Extracted records:
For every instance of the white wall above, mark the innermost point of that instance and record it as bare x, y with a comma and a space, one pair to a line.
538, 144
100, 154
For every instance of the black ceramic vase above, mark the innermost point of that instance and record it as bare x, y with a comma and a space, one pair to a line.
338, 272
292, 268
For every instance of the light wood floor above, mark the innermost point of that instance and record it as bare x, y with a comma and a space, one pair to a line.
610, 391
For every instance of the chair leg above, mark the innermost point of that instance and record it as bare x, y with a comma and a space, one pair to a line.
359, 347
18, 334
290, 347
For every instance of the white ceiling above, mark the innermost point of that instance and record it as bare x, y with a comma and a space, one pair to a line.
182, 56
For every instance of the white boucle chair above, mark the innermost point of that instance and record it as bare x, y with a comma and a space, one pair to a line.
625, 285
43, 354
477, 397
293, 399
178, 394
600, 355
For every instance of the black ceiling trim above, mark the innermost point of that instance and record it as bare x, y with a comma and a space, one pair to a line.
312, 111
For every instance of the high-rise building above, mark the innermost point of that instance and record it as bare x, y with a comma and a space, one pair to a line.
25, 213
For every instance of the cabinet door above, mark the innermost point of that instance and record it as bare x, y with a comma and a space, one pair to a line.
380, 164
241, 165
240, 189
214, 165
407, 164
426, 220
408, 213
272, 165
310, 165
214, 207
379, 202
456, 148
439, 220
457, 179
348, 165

--

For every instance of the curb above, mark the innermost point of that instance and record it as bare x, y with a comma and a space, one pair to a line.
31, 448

* * *

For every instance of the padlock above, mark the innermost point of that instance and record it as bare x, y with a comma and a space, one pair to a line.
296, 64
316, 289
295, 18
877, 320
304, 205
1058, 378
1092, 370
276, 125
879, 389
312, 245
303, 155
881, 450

Task goal: Count the lines in the entries above that contain the word "ceiling". Reply with the number alone.

The answer: 2